§ EXCERPTED PASSAGE:
Monday, October 23, 2006

Why Larry Sabato Gets the Big Bucks

The Columbus Dispatch has been running some fairly silly ad watch stories lately. Recently they transcribed a DeWine press release to proclaim that DeWine’s campaign was “toughening” their ad campaign. This made little sense to me – DeWine’s all 9/11 all the time campaign seemed plenty tough – until it became clear that “tough” in this case meant “dishonest.”

Sunday’s CD should be sent to the Pulitzer committee in the Gratuitous Expert Opinion category. After noting the dueling Senate ads featuring Iraq War families, they bring in UVA politics guru Larry Sabato to explain this all to any reader who is utterly ignorant of human nature:

    "It naturally adds credibility to whatever they’re saying, since we all owe them a fair hearing regardless of what they’re saying about Iraq," said Larry Sabato, director of the University of Virginia’s Center for Politics.

    "If a politician talks about something, most people will turn the channel. Very few people are going to turn the channel when a veteran or a veteran’s family is addressing them."
Well thank God the CD staff ponied up the long distance charge to Charlottesville for that. As silly as the dial-an-expert game can be, the CD ramps up the silliness by quoting an eminence like Sabato to describe basic common sense. Or, as Dr. Michael Klag, Dean of the Johns Hopkins Medical School puts it:
    Your nose is generally located somewhere near the center of your face.

§ ACTIVITIES:
(1) Do these statements agree with the post? Answer yes or no for each and quote the words of the post that decide it.
(a) Larry Sabato directs the University of Virginia's Center for Politics.
(b) The Columbus Dispatch reported that DeWine's campaign was softening its ads.
(c) Michael Klag is the dean of the Johns Hopkins Medical School.
(2) Reproduce the section of the post that opens with the words "The Columbus Dispatch" and closes with "Center for Politics.".
(3) List every person the post mentions by name.

§ EXTRACTED RECORDS:
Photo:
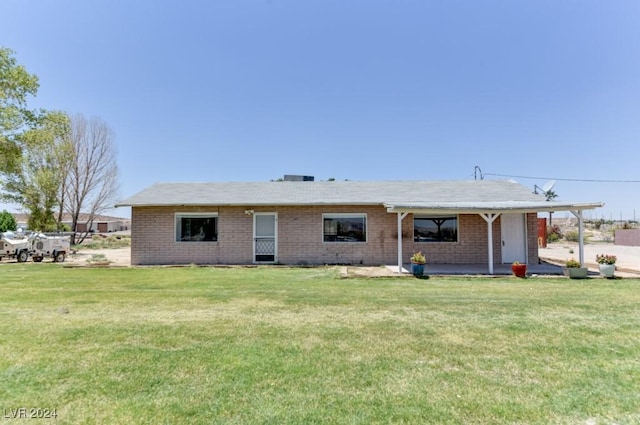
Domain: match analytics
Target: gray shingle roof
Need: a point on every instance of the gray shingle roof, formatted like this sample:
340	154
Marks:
396	195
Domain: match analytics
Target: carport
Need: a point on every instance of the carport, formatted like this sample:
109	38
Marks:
489	211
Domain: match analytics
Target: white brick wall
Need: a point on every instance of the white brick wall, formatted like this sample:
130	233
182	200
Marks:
300	238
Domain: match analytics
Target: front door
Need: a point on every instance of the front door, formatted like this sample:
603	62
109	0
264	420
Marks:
513	230
265	234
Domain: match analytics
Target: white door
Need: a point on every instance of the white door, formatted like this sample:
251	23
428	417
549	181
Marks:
513	230
265	235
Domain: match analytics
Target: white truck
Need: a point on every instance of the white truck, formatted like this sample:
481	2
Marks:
56	247
13	245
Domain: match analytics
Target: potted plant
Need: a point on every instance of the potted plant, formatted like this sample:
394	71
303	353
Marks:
518	269
418	261
575	270
606	264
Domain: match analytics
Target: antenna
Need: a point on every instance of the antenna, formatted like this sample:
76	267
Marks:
546	188
477	171
548	185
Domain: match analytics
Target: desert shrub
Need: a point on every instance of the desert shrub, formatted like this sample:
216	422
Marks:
7	221
572	236
103	242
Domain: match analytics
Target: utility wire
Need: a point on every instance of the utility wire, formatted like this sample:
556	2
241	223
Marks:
563	179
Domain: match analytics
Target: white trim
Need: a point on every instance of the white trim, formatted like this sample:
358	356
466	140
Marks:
435	215
522	234
578	214
346	215
490	218
401	217
275	237
201	214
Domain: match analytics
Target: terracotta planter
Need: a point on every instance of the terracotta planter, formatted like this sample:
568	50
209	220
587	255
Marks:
519	270
607	270
417	269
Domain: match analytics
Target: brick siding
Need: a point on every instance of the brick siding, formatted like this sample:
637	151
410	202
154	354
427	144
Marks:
300	238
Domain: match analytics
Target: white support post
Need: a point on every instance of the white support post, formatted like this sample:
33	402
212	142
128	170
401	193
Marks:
401	217
578	214
490	218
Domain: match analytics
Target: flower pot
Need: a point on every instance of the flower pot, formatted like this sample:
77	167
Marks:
607	270
577	272
417	269
519	270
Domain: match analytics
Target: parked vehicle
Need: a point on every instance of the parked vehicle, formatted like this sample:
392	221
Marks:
13	245
36	245
56	247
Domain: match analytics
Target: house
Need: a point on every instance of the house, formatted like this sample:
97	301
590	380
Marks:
331	222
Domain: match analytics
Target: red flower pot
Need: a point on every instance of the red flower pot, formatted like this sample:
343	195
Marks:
519	270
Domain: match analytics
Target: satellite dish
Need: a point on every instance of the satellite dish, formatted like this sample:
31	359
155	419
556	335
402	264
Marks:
548	186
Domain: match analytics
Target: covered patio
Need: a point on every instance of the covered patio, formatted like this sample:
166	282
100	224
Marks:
543	269
489	211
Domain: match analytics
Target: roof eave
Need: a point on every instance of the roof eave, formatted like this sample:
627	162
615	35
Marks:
494	210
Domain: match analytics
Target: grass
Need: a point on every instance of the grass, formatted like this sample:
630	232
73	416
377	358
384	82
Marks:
291	346
99	241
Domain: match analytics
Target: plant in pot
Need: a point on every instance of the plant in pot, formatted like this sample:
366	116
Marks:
574	269
606	264
518	269
418	261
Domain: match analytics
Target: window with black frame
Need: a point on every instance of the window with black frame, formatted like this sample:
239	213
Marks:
345	228
196	228
428	228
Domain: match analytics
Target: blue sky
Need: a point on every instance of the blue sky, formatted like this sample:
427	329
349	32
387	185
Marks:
250	90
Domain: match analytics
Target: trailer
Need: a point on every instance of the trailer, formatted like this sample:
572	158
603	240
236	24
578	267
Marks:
14	246
56	247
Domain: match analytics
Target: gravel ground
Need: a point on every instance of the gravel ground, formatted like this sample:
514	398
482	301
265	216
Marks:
119	257
628	257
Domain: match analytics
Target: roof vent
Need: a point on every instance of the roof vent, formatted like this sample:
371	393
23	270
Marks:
294	178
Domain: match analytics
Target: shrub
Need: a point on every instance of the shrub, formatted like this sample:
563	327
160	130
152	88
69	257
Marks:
7	221
606	259
572	236
573	264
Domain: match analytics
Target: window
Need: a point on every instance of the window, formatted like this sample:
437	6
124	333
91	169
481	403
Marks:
345	227
428	228
200	227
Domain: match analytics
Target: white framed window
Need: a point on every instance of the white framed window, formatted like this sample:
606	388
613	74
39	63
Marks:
435	228
196	227
344	227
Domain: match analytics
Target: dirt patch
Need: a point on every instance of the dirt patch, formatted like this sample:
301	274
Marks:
119	257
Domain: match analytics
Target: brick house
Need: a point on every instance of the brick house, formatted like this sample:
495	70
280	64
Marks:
331	222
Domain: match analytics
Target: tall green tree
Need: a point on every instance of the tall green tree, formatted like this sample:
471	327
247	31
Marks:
16	86
7	221
34	147
36	181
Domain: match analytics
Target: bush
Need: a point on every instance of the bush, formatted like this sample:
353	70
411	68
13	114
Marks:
572	236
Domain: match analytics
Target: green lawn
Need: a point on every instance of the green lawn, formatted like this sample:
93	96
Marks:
301	346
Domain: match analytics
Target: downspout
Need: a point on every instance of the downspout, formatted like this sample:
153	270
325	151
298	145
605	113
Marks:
490	218
578	214
401	217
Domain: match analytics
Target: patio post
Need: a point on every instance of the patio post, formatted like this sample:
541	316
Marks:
401	217
490	218
578	214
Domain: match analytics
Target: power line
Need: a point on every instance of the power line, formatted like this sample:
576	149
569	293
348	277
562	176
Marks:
563	179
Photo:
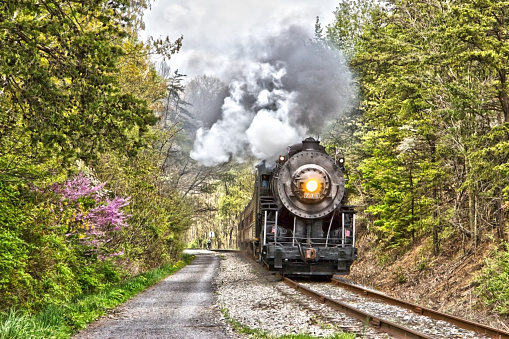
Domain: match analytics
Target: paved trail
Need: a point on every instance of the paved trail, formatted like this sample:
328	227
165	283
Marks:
181	306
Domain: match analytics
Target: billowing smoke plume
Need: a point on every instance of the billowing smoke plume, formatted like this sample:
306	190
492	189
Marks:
288	90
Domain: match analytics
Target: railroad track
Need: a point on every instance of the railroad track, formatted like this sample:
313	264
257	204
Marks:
402	326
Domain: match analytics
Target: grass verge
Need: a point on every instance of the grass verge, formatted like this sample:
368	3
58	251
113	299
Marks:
61	321
255	333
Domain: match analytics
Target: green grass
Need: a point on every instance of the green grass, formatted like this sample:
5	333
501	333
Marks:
255	333
61	321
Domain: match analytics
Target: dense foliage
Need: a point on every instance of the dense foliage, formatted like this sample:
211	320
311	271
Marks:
83	200
432	134
428	143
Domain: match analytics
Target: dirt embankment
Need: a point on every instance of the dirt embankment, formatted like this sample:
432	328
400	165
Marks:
445	282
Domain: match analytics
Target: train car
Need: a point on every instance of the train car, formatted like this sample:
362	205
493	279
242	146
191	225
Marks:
298	222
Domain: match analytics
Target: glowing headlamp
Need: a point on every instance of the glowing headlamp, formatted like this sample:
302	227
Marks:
311	186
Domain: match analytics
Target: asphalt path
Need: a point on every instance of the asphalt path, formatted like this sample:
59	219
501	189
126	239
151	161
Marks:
180	306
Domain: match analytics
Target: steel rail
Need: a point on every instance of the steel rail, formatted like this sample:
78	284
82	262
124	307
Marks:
376	322
463	323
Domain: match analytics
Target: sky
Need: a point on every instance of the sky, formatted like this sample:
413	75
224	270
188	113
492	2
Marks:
217	31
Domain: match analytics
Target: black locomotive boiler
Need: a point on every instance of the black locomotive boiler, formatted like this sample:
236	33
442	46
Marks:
298	222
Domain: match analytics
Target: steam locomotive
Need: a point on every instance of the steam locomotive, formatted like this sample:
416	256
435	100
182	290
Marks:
298	223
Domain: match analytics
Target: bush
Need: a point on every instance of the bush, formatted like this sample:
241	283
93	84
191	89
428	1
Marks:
493	282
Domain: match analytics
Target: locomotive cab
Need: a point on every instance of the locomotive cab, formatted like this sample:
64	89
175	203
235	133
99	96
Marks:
302	224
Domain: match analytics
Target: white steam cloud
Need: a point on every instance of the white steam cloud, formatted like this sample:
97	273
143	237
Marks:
292	87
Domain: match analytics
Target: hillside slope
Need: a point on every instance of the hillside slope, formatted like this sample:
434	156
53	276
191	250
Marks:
445	283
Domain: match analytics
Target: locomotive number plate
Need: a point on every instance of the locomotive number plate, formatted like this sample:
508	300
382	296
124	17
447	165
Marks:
311	195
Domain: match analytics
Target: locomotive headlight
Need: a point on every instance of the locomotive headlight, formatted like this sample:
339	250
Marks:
311	186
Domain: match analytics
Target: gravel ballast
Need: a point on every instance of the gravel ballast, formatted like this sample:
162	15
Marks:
258	300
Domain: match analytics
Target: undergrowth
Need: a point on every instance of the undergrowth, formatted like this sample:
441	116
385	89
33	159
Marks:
61	321
493	282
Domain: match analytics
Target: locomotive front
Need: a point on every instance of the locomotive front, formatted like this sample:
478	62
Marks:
303	225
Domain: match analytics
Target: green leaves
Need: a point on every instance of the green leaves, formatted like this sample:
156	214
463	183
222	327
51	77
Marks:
59	78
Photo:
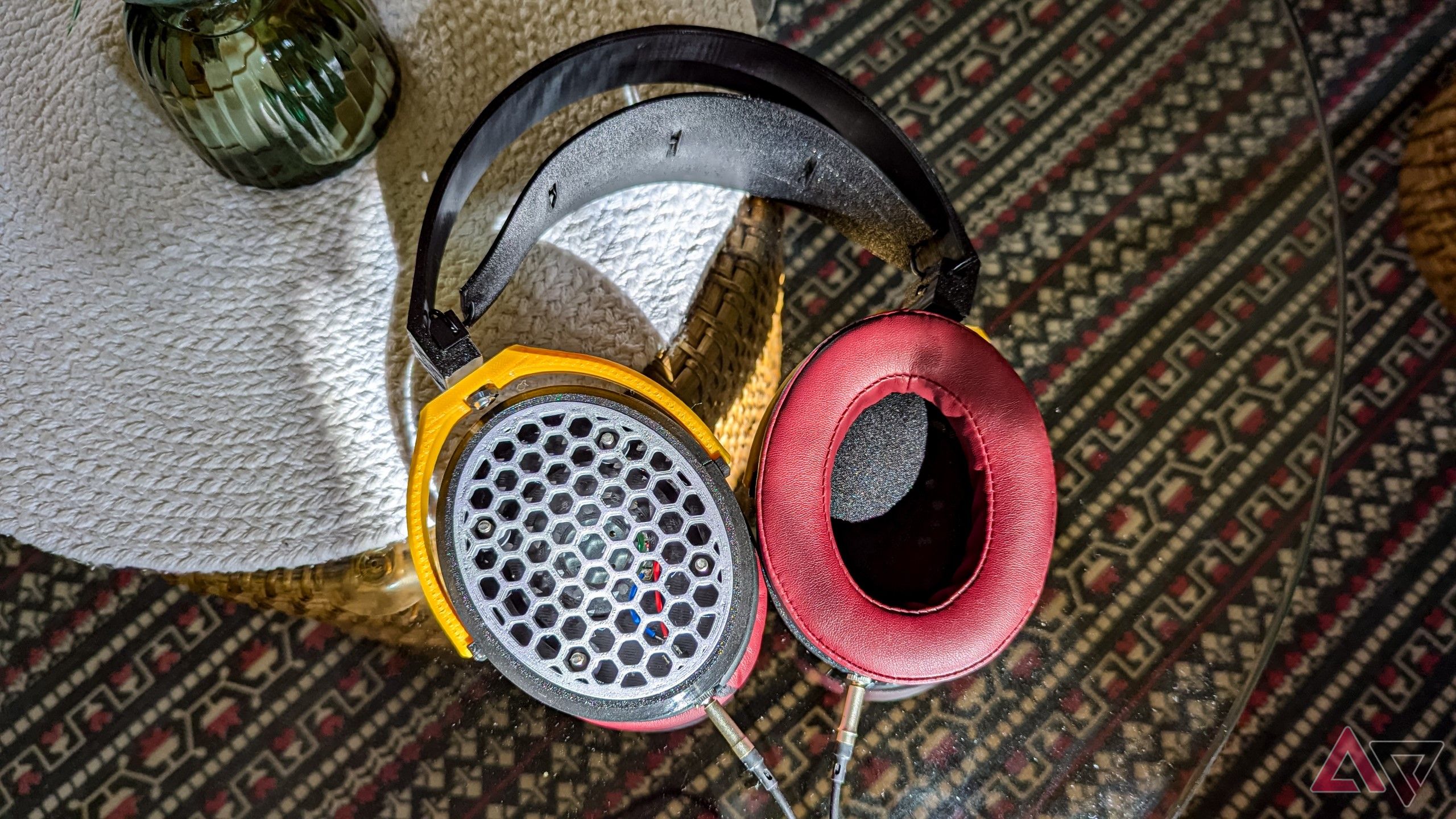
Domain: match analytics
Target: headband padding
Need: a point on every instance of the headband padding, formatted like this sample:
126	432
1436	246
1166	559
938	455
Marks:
1005	442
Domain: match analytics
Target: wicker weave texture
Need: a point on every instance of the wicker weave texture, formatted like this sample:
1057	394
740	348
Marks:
1429	196
726	363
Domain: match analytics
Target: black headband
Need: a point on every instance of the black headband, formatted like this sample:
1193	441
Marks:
809	138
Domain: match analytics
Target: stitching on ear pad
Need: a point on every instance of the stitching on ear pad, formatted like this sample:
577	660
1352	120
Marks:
1012	498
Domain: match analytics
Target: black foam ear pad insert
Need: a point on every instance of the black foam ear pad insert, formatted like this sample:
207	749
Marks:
880	458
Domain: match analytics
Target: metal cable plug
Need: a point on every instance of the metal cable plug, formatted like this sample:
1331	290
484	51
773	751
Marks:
848	734
747	754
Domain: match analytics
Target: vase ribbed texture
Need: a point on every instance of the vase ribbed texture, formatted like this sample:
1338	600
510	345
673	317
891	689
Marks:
273	94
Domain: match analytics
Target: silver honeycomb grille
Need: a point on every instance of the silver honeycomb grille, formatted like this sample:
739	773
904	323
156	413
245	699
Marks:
592	547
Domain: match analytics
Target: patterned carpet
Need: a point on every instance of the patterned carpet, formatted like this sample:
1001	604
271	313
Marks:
124	697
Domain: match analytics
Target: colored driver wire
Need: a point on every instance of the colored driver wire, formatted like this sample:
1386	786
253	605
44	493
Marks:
846	735
747	754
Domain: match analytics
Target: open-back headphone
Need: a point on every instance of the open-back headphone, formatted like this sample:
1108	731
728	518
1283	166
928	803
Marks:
584	540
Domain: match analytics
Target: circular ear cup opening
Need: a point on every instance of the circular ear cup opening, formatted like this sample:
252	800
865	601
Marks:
908	504
969	589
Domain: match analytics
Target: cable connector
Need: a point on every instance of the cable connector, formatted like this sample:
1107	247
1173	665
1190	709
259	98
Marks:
848	735
747	754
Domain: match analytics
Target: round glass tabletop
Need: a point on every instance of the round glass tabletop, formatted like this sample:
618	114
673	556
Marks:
1149	191
1151	198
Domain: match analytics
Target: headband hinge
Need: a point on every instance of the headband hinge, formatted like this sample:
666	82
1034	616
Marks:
445	346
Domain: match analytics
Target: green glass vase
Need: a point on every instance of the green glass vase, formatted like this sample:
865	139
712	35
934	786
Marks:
273	94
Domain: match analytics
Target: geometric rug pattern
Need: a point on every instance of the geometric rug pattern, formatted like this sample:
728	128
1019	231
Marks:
121	696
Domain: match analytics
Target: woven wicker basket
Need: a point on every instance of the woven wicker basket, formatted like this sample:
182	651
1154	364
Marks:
726	365
1429	196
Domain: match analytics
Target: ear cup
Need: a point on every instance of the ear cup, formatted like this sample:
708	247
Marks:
1005	503
726	691
597	559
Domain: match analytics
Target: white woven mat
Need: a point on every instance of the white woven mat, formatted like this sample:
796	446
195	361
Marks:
204	377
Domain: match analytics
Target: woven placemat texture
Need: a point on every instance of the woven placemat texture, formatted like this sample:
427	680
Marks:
124	697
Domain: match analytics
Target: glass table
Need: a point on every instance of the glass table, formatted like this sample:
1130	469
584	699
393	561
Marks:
1151	198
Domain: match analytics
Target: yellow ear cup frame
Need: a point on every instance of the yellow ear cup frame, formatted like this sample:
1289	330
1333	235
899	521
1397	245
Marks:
446	411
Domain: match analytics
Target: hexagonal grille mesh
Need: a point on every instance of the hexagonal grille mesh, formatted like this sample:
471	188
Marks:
592	548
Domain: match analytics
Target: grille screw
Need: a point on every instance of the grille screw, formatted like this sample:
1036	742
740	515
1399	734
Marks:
577	660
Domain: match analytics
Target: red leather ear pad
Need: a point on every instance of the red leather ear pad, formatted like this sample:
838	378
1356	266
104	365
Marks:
999	429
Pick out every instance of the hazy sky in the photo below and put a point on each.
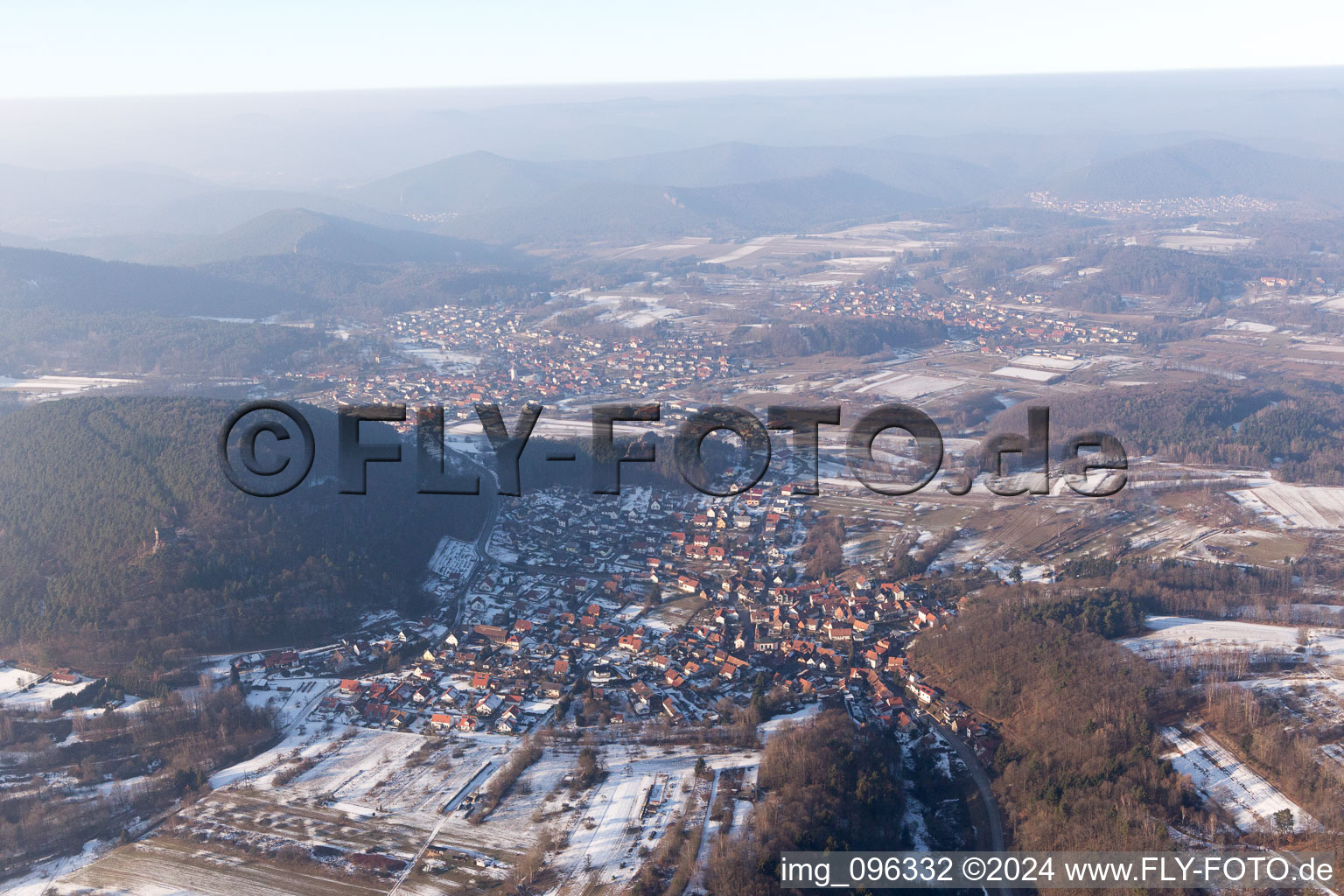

§ ANSWER SECTION:
(1)
(a) Yes: "said Larry Sabato, director of the University of Virginia’s Center for Politics."
(b) No: "to proclaim that DeWine’s campaign was “toughening” their ad campaign."
(c) Yes: "Dr. Michael Klag, Dean of the Johns Hopkins Medical School."

(2)
The Columbus Dispatch has been running some fairly silly ad watch stories lately. Recently they transcribed a DeWine press release to proclaim that DeWine’s campaign was “toughening” their ad campaign. This made little sense to me – DeWine’s all 9/11 all the time campaign seemed plenty tough – until it became clear that “tough” in this case meant “dishonest.”

Sunday’s CD should be sent to the Pulitzer committee in the Gratuitous Expert Opinion category. After noting the dueling Senate ads featuring Iraq War families, they bring in UVA politics guru Larry Sabato to explain this all to any reader who is utterly ignorant of human nature:

    "It naturally adds credibility to whatever they’re saying, since we all owe them a fair hearing regardless of what they’re saying about Iraq," said Larry Sabato, director of the University of Virginia’s Center for Politics.

(3) The post names three people: DeWine, Larry Sabato and Dr. Michael Klag.